## [ACTIVITY]
Scan the entries below for the word "combat" and copy every line where it turns up.

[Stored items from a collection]
——

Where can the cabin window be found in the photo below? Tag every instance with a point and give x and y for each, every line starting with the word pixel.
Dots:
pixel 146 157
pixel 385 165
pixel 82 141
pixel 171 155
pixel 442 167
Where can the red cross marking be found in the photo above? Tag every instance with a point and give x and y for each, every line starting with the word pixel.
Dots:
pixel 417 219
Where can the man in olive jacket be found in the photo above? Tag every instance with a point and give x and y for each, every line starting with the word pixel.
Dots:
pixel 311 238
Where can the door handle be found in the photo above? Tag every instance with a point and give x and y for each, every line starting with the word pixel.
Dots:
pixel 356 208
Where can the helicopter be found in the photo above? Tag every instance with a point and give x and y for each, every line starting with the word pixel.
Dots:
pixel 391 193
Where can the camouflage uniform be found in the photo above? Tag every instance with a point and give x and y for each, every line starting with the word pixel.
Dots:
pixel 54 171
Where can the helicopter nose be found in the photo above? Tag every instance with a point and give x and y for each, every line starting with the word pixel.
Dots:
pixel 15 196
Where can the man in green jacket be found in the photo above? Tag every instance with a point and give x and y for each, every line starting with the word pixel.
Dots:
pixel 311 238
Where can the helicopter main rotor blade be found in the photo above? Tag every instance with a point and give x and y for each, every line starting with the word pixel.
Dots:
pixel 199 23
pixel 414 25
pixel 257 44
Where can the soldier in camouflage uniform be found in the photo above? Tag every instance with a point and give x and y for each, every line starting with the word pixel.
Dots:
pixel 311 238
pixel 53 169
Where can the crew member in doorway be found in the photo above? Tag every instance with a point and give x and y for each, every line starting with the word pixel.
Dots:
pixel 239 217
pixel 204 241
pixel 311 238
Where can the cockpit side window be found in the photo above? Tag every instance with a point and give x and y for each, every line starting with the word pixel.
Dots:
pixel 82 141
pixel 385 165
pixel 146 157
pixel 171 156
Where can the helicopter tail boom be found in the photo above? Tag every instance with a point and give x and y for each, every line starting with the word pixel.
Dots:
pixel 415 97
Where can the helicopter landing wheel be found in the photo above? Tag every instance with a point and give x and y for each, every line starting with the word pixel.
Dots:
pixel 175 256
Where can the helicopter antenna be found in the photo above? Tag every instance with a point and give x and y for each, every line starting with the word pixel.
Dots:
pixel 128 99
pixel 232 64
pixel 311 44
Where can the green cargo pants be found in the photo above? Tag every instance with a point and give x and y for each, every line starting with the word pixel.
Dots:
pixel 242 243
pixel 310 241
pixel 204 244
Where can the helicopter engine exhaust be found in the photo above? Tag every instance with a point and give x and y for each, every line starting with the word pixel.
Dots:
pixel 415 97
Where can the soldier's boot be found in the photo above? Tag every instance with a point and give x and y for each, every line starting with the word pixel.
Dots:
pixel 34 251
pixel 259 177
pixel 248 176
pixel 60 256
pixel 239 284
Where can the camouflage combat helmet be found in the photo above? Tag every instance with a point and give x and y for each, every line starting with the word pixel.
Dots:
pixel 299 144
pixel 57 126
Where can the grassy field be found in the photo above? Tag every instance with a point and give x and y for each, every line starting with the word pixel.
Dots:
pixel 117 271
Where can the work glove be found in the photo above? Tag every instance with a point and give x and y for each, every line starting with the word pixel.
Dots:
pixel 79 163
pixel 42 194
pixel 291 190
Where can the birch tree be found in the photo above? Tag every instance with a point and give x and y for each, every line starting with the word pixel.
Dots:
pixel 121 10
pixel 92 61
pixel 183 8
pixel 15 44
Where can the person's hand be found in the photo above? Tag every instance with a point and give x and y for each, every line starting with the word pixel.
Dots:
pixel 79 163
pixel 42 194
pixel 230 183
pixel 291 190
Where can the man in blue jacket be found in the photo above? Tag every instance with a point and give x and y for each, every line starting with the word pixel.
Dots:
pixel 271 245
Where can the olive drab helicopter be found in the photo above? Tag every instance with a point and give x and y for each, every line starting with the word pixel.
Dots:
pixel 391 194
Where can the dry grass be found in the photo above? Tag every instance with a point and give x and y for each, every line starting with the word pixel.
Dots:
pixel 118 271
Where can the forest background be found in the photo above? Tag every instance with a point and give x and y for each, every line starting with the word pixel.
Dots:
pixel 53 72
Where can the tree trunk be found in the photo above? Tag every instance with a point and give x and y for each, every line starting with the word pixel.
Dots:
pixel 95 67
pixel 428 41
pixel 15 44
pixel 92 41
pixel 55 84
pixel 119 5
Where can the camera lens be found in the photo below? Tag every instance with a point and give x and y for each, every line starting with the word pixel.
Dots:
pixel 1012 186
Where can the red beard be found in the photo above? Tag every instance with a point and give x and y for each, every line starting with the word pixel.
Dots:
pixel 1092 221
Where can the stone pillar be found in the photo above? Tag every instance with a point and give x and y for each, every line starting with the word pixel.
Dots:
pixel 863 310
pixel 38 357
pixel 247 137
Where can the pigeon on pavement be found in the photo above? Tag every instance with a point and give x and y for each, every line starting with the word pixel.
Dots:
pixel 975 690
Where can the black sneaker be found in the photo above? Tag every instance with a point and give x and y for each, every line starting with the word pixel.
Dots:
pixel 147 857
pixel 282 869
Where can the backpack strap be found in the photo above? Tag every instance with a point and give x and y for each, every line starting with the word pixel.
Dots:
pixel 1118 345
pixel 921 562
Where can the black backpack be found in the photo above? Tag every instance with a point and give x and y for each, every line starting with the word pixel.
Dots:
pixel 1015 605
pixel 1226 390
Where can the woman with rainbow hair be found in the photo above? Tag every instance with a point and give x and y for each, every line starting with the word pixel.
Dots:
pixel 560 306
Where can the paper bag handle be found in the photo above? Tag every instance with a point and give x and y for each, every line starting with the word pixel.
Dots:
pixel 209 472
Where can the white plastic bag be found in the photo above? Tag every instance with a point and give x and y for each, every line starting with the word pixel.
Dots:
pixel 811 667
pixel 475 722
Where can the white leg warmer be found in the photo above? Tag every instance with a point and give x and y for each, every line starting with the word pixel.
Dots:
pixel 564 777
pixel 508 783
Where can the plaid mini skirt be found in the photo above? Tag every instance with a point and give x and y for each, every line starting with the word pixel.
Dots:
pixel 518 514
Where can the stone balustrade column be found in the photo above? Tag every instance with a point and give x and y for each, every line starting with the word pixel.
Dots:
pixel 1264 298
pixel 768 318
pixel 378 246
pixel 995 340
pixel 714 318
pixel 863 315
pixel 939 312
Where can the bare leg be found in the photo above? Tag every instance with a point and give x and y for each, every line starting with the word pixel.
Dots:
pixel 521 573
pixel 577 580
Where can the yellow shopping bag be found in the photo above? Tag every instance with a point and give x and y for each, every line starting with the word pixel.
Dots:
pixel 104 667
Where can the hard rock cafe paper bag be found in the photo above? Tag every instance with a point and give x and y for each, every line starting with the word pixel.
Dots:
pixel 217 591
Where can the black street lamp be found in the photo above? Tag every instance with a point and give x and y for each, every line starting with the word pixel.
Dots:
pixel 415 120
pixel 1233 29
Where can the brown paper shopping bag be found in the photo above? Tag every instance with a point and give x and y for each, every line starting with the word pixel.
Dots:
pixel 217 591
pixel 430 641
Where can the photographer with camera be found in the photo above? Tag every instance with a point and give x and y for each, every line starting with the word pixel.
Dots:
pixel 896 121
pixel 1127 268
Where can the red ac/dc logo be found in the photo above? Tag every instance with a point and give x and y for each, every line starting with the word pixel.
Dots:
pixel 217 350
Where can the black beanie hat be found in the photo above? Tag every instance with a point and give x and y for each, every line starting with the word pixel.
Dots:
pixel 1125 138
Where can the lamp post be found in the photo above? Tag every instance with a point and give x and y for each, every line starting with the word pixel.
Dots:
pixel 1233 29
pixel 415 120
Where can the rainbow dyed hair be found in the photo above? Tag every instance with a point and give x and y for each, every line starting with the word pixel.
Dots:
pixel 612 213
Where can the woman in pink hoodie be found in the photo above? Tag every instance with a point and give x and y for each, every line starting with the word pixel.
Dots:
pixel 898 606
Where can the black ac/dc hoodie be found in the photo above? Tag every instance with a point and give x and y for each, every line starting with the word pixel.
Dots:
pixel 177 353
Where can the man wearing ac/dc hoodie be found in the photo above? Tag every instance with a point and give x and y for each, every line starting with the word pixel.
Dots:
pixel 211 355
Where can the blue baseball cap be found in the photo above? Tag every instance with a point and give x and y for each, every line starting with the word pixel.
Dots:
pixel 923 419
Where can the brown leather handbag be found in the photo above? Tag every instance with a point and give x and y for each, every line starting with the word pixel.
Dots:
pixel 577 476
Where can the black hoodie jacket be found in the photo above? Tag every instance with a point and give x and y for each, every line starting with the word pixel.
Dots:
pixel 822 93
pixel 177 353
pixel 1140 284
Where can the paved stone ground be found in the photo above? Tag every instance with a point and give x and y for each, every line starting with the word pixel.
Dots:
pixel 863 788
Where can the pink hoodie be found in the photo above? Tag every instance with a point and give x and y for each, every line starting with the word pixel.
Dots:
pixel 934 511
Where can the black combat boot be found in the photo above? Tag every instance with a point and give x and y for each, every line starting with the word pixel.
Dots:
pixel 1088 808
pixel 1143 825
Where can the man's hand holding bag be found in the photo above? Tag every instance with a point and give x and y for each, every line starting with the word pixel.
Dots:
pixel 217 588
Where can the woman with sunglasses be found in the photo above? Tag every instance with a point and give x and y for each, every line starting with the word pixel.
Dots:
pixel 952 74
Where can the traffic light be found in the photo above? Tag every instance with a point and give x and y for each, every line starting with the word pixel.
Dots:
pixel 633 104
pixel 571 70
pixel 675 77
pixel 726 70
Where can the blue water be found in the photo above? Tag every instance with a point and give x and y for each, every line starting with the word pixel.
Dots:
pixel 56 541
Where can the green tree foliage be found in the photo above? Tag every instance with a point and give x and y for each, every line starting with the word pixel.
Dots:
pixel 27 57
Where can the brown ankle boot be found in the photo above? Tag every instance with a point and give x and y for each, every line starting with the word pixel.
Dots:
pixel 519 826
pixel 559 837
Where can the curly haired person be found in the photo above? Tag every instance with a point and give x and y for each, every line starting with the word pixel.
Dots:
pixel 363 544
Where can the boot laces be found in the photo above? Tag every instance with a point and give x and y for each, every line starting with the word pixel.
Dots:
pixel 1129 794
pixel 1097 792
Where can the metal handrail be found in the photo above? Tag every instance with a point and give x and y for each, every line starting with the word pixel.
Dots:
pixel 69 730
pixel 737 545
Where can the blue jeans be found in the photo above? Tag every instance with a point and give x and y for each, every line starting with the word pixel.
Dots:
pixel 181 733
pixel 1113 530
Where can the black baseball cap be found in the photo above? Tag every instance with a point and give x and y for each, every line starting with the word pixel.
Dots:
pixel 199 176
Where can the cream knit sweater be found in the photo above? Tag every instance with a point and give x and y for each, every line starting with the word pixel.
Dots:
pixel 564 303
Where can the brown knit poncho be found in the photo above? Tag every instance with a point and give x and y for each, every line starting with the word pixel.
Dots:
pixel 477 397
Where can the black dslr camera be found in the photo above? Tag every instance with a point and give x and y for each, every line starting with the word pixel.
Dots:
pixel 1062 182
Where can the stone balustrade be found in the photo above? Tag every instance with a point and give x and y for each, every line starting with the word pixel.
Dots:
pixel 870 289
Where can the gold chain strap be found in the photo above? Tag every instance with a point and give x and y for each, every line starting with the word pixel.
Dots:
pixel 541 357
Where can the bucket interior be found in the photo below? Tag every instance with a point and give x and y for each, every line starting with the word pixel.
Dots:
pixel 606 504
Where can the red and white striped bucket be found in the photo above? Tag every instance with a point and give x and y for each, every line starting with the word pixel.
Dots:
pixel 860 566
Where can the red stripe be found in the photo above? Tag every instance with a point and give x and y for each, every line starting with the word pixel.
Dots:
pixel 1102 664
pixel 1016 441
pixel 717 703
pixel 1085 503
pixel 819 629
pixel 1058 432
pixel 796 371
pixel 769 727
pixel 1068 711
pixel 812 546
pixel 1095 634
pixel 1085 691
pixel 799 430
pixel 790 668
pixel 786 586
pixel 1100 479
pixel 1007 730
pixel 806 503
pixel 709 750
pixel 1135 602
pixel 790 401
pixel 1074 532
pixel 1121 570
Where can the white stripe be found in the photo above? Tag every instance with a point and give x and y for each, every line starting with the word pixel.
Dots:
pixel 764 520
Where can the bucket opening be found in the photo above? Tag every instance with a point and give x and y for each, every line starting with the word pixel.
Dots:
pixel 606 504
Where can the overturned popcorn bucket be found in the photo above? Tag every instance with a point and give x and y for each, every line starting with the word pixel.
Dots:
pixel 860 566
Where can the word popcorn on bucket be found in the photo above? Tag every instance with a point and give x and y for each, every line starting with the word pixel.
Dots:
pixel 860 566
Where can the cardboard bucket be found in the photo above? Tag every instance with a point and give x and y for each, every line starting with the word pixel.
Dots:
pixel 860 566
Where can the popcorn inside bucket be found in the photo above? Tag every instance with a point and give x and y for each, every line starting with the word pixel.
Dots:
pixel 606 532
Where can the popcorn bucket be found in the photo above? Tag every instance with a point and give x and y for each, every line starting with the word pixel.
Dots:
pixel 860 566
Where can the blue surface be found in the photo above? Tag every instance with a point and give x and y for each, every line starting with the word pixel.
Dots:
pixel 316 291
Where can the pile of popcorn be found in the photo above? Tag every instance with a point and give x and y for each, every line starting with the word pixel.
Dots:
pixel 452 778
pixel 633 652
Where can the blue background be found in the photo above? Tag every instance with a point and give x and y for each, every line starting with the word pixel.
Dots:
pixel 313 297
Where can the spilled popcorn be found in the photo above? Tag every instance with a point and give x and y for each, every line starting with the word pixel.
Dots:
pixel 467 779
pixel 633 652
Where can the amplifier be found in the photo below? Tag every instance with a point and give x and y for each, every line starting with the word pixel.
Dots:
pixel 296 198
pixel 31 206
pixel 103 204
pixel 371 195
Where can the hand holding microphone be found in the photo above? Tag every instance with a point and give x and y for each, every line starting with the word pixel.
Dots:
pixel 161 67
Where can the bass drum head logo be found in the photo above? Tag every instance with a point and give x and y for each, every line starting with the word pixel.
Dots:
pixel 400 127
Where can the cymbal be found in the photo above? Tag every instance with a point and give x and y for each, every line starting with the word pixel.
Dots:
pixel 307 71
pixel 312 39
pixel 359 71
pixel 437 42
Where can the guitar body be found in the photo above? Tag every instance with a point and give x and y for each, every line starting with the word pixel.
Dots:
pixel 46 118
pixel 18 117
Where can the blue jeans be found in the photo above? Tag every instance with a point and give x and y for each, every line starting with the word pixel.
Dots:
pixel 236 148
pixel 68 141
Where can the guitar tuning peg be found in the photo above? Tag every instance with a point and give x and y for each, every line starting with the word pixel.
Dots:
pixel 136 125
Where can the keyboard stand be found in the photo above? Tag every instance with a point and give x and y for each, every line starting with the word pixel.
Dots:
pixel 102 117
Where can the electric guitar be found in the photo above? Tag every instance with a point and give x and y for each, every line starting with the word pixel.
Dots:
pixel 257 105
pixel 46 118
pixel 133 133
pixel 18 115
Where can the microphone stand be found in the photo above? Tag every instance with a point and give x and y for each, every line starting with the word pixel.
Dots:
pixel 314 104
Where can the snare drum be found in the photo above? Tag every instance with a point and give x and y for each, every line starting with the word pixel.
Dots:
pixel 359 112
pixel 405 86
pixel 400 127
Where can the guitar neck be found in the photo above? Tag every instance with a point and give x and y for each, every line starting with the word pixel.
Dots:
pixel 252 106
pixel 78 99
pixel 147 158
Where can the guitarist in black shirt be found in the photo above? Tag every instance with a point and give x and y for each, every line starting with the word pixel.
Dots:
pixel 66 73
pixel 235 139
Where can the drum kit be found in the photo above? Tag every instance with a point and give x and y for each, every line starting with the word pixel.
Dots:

——

## [TASK ANSWER]
Where can the camouflage combat helmet be found in the photo above? Tag every instance with a point and give x and y for each, every line starting with the word pixel.
Where can the black combat boot be found in the photo above? Tag every instance with a point and give x and y for each, every line starting with the word pixel.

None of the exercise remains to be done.